Problem details =>
The required output is every line from the one with "Task: one point marks each instance of the white cloud" through the final line of the data below, unchanged.

Task material =>
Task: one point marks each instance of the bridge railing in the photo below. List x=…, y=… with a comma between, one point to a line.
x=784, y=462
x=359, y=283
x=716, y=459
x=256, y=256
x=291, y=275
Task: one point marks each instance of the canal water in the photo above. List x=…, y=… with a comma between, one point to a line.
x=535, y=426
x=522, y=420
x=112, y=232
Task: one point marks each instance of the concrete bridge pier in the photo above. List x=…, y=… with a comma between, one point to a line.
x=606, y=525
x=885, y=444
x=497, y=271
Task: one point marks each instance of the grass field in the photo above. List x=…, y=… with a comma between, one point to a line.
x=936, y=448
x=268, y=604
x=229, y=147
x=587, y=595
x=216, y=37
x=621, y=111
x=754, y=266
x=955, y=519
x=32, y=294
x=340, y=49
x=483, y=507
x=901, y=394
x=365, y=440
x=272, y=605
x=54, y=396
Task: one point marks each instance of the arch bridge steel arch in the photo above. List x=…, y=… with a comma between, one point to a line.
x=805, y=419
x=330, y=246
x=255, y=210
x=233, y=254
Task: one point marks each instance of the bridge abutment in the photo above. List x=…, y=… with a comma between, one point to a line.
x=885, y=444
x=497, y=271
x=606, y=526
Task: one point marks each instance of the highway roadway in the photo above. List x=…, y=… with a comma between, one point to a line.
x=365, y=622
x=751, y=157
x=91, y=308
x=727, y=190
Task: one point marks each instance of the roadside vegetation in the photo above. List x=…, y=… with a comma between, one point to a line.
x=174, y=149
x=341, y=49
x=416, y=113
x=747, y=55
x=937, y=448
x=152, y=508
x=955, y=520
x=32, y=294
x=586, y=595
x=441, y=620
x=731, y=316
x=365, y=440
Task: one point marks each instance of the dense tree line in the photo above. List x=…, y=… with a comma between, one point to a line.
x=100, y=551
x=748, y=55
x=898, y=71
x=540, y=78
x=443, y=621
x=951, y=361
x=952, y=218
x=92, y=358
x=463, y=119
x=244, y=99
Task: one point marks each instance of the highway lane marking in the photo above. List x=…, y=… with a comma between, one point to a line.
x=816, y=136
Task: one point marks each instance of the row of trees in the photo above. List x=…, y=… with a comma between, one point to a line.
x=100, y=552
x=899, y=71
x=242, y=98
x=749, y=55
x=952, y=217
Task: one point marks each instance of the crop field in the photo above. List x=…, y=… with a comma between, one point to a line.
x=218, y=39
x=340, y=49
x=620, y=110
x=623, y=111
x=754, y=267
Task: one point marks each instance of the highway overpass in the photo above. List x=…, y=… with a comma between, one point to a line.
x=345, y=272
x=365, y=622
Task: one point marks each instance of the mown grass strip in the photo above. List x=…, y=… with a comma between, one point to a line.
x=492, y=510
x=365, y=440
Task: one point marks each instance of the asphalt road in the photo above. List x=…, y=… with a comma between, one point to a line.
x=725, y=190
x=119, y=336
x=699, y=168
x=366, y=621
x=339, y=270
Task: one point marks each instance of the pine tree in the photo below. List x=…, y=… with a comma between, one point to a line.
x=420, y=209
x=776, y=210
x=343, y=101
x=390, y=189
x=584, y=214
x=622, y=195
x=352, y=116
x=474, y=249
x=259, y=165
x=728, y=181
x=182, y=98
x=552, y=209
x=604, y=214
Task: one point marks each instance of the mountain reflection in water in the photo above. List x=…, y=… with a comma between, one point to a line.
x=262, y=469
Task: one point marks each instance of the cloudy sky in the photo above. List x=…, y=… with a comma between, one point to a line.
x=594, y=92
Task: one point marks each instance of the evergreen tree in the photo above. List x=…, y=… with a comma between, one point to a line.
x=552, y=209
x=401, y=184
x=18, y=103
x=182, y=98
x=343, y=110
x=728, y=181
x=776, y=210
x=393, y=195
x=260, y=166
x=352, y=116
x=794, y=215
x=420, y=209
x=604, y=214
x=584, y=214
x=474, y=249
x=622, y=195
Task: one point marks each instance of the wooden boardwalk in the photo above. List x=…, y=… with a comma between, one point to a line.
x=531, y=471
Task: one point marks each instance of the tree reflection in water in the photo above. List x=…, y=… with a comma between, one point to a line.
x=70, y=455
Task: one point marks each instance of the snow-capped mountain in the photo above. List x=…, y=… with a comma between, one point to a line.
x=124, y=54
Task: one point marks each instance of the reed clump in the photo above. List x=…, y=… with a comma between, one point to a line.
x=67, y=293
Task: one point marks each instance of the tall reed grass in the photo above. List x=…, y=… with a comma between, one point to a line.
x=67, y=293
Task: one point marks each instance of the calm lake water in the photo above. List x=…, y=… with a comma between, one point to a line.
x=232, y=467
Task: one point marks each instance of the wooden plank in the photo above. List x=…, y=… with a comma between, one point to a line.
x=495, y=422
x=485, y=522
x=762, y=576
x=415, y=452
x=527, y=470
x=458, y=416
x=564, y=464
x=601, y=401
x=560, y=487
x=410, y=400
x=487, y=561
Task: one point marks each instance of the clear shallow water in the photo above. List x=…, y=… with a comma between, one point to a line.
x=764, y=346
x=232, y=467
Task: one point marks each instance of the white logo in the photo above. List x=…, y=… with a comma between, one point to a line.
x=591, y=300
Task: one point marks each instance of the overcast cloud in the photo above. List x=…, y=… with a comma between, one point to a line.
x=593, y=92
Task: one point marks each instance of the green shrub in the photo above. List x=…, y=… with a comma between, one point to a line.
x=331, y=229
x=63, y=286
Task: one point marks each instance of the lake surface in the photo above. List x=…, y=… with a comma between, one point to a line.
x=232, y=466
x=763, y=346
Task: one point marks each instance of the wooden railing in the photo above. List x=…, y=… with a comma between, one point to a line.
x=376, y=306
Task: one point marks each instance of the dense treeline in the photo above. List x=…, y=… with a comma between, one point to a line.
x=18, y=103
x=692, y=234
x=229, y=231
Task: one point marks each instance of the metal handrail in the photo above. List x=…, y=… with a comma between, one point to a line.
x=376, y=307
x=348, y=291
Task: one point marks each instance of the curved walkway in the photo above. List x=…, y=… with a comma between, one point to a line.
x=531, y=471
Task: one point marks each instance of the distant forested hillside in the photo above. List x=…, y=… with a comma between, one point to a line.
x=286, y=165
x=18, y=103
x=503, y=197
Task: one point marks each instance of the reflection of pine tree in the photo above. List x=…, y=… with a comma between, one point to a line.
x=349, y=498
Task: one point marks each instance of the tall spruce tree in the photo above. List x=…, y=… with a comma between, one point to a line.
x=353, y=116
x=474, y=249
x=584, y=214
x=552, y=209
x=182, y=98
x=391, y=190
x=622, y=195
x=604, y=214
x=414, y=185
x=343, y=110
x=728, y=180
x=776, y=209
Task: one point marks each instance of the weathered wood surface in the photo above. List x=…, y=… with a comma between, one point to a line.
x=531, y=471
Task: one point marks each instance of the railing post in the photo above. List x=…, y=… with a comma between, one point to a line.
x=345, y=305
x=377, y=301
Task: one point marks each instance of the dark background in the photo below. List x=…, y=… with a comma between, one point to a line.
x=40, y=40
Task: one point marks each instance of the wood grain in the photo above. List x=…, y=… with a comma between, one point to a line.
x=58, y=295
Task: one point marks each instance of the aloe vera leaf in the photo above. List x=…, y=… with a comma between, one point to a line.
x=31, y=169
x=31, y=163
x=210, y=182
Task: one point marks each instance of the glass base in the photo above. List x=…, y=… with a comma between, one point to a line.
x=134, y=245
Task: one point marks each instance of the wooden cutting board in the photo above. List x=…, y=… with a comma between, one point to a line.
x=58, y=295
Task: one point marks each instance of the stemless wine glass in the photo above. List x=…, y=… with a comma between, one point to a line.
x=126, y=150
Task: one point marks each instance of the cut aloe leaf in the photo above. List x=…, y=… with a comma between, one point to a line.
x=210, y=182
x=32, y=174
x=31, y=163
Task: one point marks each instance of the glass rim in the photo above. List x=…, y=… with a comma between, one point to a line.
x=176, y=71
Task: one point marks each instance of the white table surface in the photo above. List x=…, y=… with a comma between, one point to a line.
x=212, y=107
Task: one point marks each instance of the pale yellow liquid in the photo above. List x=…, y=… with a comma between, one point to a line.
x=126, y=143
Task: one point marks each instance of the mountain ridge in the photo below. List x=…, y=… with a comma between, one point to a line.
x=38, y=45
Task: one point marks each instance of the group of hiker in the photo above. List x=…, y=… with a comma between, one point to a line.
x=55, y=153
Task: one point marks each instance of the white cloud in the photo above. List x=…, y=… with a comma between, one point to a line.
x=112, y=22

Written answer =>
Task: one point marks each instance of the white cloud in the photo above. List x=…, y=… with a comma between, one point to a line.
x=112, y=22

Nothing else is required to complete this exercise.